**Prompt**
Throughout the material below, count the lines that include the string "cape", then report only the resulting number.

**Record extracts**

========================

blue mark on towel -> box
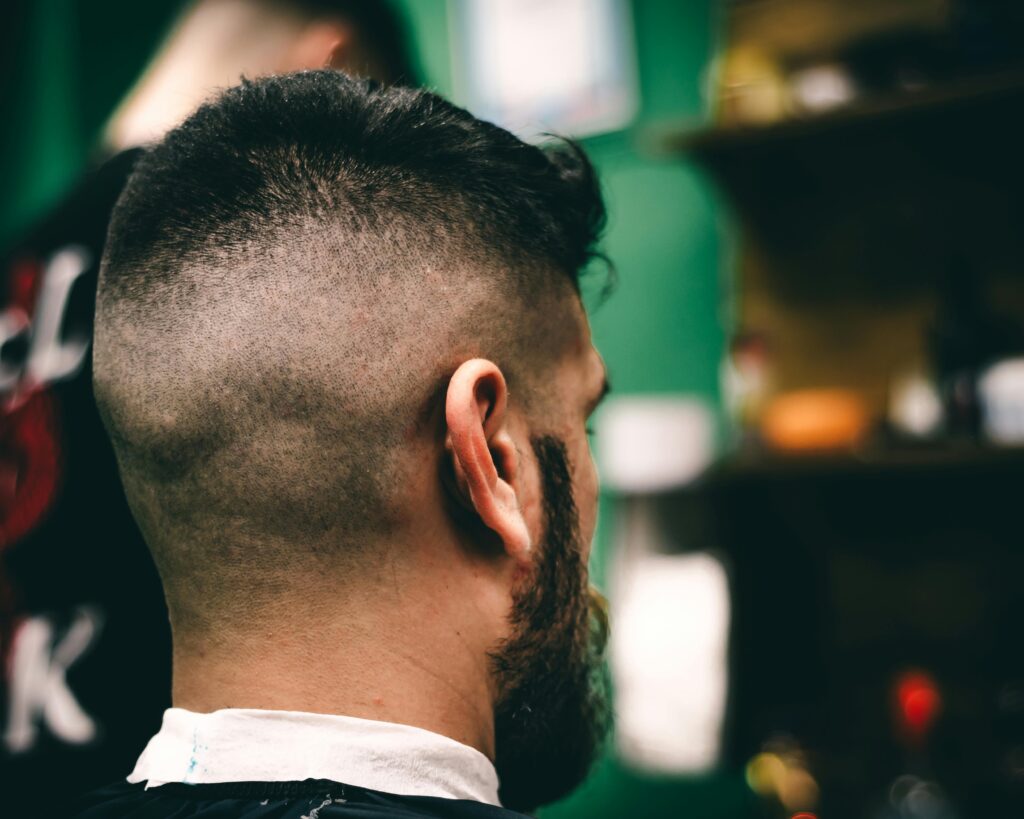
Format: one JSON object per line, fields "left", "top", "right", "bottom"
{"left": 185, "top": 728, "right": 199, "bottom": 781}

========================

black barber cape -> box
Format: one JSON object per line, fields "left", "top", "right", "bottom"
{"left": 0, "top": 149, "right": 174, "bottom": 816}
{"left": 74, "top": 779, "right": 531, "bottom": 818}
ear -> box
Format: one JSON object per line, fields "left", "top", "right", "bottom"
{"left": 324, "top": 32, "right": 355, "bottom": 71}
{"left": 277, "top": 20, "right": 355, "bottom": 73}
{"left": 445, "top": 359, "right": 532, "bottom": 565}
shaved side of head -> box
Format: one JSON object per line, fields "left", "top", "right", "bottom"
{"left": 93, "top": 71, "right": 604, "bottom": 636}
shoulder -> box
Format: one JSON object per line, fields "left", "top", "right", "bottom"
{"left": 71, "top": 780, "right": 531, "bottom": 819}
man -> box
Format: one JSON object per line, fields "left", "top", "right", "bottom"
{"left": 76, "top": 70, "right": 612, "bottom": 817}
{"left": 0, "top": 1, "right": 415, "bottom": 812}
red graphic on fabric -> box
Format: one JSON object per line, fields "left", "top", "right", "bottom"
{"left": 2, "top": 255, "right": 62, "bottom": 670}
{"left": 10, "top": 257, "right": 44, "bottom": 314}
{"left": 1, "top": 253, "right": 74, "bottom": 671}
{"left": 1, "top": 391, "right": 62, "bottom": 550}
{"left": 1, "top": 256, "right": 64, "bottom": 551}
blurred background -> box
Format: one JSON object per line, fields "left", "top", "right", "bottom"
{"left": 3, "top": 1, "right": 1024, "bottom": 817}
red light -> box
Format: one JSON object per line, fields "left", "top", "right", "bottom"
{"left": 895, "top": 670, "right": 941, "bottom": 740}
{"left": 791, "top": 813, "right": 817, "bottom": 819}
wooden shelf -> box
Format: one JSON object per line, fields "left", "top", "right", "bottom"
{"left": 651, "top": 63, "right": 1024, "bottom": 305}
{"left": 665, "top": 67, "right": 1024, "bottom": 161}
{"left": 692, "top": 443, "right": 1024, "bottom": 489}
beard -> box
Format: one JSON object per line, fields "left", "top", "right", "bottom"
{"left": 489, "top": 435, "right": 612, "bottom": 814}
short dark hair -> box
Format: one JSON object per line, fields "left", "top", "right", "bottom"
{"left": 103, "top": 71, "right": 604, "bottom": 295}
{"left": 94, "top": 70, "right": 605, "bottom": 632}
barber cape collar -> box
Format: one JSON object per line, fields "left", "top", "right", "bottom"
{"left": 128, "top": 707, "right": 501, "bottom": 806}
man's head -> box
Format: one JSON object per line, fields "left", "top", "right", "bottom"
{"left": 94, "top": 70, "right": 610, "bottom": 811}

========================

**Completed exercise**
2